Selected passage:
◆ ◆ ◆ ◆
Clandulla is a village in New South Wales, Australia, within the Mid-Western Regional Council, about 225 kilometres north-west of Sydney. At the 2016 census Clandulla and the surrounding rural district had a population of 197, living in 61 private dwellings. The township and district also included 22 unoccupied private dwellings. Clandulla is bounded to the west and north by the Clandulla State Forest (with an area of about 1,400 hectares).

The village, which essentially grew around the railway station at the locality, has had several name changes during its history. From about 1884 the settlement was named Calwell (even though the railway station was named Ilford, after the older township in the district eight miles to the south-west on the Sydney Road). By about 1905 both the village and the railway station had been renamed Clandulla.

==History==

The area now known as Clandulla lies on the traditional lands of the Wiradjuri people.

After settler colonisation the area became the parish of Clandulla within the county of Roxburgh (which had been named by the mid-1860s). The location of present-day Clandulla village lies in the north-west corner of the parish.

In September 1881 William Hawkins was granted a publican's license for the White Horse Hotel located at “Flatlands, Clandulla”. In November 1881 it was reported that it was “proposed to establish” a public school at “Clandulla, near Ilford”.

In June 1884 the railway branch line connecting Capertee to Wallerawang was extended through to Rylstone. The railway extension passed through the site of the present-day village, by-passing the established settlement of Ilford eight miles to the south-east on the Sydney Road. A railway station was built at the location and the railway authorities named it 'Ilford' despite the distance between Ilford village and the new station. The railway station had been constructed by February 1884 when a correspondent made the observation that "the Ilford station house… seems too pretentious for the likely public requirements there".

In October 1885 it was notified that Crown Lands were "declared to be reserved and set apart" as a site for the village at Carwell. The land set aside for Carwell village was in the vicinity of Ilford railway station.

The railway station was named Ilford until 1900, when it was renamed Mornington. Three years later it was briefly renamed Carwell. In May 1905 it was notified that “the Railway Commissioners and the postal authorities” had agreed to change the name of Carwell railway station to Clandulla.
◆ ◆ ◆ ◆
Task directions:
Pick up the piece on the village of Clandulla right after its last sentence and write the next few sentences of its history.

Provided records:
◆ ◆ ◆ ◆
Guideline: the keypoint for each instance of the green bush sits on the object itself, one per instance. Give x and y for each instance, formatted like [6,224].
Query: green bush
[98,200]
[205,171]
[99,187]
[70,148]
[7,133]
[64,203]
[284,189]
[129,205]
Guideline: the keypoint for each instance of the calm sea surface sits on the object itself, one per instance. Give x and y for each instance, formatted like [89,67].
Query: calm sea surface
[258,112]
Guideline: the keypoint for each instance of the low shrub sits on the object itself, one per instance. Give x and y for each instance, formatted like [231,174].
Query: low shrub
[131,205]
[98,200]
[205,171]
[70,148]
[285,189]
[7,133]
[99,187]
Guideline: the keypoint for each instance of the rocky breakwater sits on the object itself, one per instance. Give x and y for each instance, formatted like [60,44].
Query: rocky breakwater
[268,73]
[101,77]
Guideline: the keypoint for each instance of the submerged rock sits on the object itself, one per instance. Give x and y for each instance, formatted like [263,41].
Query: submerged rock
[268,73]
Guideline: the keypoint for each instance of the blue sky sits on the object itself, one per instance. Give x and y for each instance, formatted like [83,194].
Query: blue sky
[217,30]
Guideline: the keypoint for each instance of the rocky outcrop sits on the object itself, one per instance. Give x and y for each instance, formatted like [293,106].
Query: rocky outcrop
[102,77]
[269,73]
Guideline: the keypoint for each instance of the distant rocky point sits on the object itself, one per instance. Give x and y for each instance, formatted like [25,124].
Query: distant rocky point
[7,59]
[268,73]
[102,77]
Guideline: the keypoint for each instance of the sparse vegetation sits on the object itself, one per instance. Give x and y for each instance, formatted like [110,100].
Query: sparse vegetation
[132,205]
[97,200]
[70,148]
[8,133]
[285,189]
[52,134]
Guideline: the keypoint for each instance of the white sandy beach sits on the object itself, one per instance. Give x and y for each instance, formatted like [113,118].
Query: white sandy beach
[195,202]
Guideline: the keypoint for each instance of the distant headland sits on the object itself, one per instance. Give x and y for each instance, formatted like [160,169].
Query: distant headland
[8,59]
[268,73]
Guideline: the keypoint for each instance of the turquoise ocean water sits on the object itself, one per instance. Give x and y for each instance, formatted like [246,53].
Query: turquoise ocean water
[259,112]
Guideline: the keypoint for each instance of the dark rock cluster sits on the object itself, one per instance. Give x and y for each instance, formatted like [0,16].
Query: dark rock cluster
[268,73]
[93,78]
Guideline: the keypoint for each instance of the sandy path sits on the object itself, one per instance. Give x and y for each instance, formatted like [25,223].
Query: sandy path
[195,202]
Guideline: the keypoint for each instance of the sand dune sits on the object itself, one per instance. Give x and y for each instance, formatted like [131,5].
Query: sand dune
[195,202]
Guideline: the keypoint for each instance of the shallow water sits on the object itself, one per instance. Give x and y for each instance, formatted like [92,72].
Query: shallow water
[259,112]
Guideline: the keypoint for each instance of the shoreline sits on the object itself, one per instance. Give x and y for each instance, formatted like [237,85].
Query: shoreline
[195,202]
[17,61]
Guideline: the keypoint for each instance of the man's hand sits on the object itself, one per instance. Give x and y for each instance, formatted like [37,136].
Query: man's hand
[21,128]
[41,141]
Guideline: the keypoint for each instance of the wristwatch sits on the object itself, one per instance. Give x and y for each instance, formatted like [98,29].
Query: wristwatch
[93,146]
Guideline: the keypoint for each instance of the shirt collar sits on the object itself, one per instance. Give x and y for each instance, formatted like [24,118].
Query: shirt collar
◆ ◆ ◆ ◆
Reply to the task:
In August 1925 it was reported that "here and there at Clandulla there are evidences of the little village 'kicking its way through the shell'". Additional homes in the village were "springing up in consequence of recent subdivision sales" (which were probably stimulated by the construction of the nearby Charbon cement works).

=== Shale oil ===
When the area was known as Mornington, in 1900-1901, it was the site of a short-lived shale mining and retorting operation, run by the Mornington Proprietary Oil Company. Retorts of a novel 'lead bath' design were erected and a road constructed to their site. Experimental distillation of oil took place, but the 'lead bath' retorts were unsuitable—the low temperature of operation could not recover enough of the valuable ammonia by-product—and the quality of the carbonaceous shale—not torbanite, or 'kerosene shale' as it was then known—at Mornington was too poor to extract its oil content economically, by any available method. The site was abandoned, and the company was in liquidation by mid 1902.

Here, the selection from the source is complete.